##### Dataset excerpts

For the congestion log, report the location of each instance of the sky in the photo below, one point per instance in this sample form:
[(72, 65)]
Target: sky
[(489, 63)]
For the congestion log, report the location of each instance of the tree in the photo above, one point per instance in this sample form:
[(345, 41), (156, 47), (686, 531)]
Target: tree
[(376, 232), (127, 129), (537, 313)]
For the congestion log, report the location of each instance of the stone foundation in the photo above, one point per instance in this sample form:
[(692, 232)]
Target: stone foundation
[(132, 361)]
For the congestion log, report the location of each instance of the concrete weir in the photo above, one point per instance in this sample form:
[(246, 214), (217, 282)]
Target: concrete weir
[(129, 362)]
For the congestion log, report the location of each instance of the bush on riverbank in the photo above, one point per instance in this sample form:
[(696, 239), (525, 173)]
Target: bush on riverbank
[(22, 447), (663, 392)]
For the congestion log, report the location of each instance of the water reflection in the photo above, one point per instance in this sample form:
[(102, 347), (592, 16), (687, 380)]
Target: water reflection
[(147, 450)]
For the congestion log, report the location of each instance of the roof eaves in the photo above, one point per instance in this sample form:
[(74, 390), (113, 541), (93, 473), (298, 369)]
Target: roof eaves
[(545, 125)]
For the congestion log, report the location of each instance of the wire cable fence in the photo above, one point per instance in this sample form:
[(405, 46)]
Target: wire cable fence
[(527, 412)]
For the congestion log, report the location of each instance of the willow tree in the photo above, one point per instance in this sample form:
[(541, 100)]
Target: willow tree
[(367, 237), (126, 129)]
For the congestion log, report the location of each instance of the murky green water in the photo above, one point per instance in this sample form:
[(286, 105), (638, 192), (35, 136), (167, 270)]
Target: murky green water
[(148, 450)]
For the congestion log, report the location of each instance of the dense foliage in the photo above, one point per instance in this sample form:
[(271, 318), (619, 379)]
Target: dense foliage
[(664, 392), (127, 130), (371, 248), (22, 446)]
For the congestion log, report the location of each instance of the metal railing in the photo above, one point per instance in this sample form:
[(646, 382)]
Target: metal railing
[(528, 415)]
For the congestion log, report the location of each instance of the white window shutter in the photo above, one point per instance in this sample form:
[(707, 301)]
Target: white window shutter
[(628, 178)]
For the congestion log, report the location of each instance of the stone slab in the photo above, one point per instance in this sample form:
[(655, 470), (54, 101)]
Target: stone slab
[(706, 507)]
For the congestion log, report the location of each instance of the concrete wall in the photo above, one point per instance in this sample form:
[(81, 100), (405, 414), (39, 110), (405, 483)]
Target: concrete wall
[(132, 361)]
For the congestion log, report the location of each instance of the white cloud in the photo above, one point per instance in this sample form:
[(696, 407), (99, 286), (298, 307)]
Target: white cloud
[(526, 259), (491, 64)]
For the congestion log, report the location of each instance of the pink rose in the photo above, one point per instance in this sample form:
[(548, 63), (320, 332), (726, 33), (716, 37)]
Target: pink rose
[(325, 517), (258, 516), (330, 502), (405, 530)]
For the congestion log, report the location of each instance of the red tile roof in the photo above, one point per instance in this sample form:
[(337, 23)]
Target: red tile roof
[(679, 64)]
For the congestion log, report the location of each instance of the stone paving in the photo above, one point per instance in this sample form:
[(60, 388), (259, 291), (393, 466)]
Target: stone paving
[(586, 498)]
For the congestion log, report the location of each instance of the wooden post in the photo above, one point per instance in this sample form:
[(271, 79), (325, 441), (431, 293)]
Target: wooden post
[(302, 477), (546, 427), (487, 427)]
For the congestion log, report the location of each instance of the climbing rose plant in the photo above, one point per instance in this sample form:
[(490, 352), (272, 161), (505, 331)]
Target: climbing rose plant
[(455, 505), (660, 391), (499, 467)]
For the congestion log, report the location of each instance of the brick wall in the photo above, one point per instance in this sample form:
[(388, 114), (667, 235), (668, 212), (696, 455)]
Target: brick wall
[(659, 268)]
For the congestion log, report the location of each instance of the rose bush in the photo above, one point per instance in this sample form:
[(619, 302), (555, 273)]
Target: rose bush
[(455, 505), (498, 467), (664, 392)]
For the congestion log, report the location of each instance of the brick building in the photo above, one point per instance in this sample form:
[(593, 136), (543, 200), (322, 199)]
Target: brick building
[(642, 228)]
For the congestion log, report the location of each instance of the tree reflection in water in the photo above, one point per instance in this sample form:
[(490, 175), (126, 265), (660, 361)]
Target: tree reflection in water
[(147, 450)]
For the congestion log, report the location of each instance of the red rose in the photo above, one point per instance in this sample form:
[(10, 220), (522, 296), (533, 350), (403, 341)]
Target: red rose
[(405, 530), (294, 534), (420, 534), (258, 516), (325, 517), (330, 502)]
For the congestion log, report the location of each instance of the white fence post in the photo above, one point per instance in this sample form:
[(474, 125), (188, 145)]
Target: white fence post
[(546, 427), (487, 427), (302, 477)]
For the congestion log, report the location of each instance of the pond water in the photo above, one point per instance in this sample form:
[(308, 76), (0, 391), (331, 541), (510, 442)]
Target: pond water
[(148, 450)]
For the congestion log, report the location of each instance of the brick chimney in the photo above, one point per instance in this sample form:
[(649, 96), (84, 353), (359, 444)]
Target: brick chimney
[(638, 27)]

##########

Aim of the exercise: Repeat all of the records above exactly as written.

Task answer:
For the congestion log, report the location of each instance of the sky in the photo below, one point per instance in this sample form:
[(72, 65)]
Target: sky
[(489, 63)]
For the congestion log, report the location of each instance of the tree in the photo above, one point per instance in this sample form:
[(345, 41), (156, 47), (686, 531)]
Target: tree
[(376, 232), (127, 129), (537, 313)]
For the congestion log, report the location of each instance of the stone foundation in the photo above, one point per instance in this sample form:
[(692, 232)]
Target: stone foundation
[(132, 361)]
For the congestion log, report the location of each instance of the concrete weir in the photo above, one point per instance in this sample form:
[(246, 214), (217, 282)]
Target: concrete weir
[(129, 362)]
For the congestion log, report the location of each instance of the bush on riverbank in the photo above, one point per instance in this sample form:
[(696, 239), (525, 173)]
Target: bush on riverbank
[(22, 447), (663, 392)]
For the congestion log, report the location of each instance of the water reflection in the photo above, one point per instance in this sample form:
[(102, 347), (592, 16), (687, 380)]
Target: water reflection
[(147, 450)]
For the congestion log, report the location of each instance of the roof eaves in the photo above, one point per instance in this sample form:
[(74, 390), (113, 541), (93, 473), (298, 369)]
Target: roof eaves
[(545, 125)]
For the congestion log, report the location of each instance of the wire cable fence in the photo above, one point per instance in this sample form:
[(405, 46)]
Target: wire cable fence
[(527, 412)]
For the congestion log, report the location of each instance of the willow tree in the photo above, one point per instance in this sample form:
[(541, 100)]
Target: willow tree
[(367, 237), (126, 129)]
For the congestion log, report the location of each instance of the murky green water in the photo above, one point per instance in this sample form:
[(286, 105), (638, 192), (35, 136), (167, 270)]
Target: murky green water
[(148, 450)]
For the congestion log, report the location of each instance of the dense foliage in the photo above, one point per instance in this sample form:
[(271, 318), (619, 379)]
Target: dense foliage
[(664, 392), (127, 130), (371, 248), (22, 446)]
For the congestion log, report the location of each instance of the metal railing in the photo above, one point per instance in this sample form:
[(646, 382)]
Target: metal railing
[(528, 415)]
For the congestion log, report the location of each instance of the white window shutter in the photo above, one point per instance in this sample form:
[(707, 301)]
Target: white window shutter
[(628, 178)]
For the congestion log, report the location of each instance of the stone slab in the photo above, one point per instance in this sample form:
[(655, 470), (54, 101)]
Target: stone slab
[(706, 507)]
For the congestion log, report the location of each instance of the concrete wall in the photo above, one point per instance in this sample form:
[(81, 100), (405, 414), (39, 110), (405, 483)]
Target: concrete wall
[(132, 361)]
For the congestion log, report the location of each instance of the white cloud in the photo above, one point per instance in this sample form:
[(696, 407), (99, 286), (298, 307)]
Target: white cloud
[(526, 259), (491, 64)]
For the congestion log, report the location of each instance of the pink rose in the photo above, one point per instance in this sample form:
[(548, 63), (320, 332), (726, 33), (716, 37)]
Target: pink rose
[(325, 517), (258, 516), (330, 502), (405, 530)]
For the congestion log, report the location of each instance of the red tile roof in the photo above, one point per instance in this sample form:
[(337, 23)]
Target: red tile roof
[(679, 64)]
For the congestion log, report the location of each instance of the stone paving in the photo above, one point per instance in this sample form:
[(60, 388), (259, 291), (393, 466)]
Target: stone paving
[(586, 498)]
For the congestion log, report the location of each instance of the wooden post in the photo above, one point per instance in this sample form:
[(271, 79), (325, 441), (431, 293)]
Target: wooden post
[(302, 477), (546, 427), (487, 427)]
For the congestion log, report the location of each instance of the climbing rose plant in the photo above, one point per instance in this sample form:
[(490, 352), (272, 161), (505, 331)]
Target: climbing rose plant
[(455, 505), (660, 391), (499, 467)]
For the congestion log, report the location of each instance of the brick wall in the photo above, one point per instance in this sample form:
[(388, 114), (667, 235), (668, 212), (696, 455)]
Target: brick wall
[(659, 268)]
For the congestion log, report the location of each instance of the rose bush in the photo above, one point per instance in this sample form:
[(619, 302), (555, 273)]
Target: rose bush
[(455, 505), (498, 467), (664, 392)]
For the congestion log, report the location of each instance of the brick building in the photo above, one point per instance in this sample form:
[(593, 136), (543, 200), (322, 199)]
Target: brick building
[(642, 228)]
For the congestion log, report the location of each instance of the tree reflection in water in the photo above, one point per instance in this sample form:
[(490, 175), (126, 265), (660, 361)]
Target: tree reflection in water
[(147, 450)]
For the congestion log, report the location of each instance of the red rose in the photo above, one point per instance in this sample form:
[(10, 220), (522, 296), (533, 350), (403, 341)]
Target: red rose
[(405, 530), (294, 534), (420, 534), (258, 516), (325, 517), (330, 502)]
For the congestion log, report the location of each instance of the white fence post in the photo above, one point per instance in this sample form:
[(474, 125), (188, 145)]
Target: white fence post
[(546, 427), (487, 427), (302, 477)]
For the congestion log, report the location of each instance of the pond water in the photo above, one point per instance in this sample form:
[(308, 76), (0, 391), (331, 541), (510, 442)]
Target: pond water
[(148, 450)]
For the congestion log, report the location of each instance of the brick chimney in the photo above, one point per instance in this sample form:
[(649, 96), (84, 353), (359, 444)]
Target: brick chimney
[(638, 27)]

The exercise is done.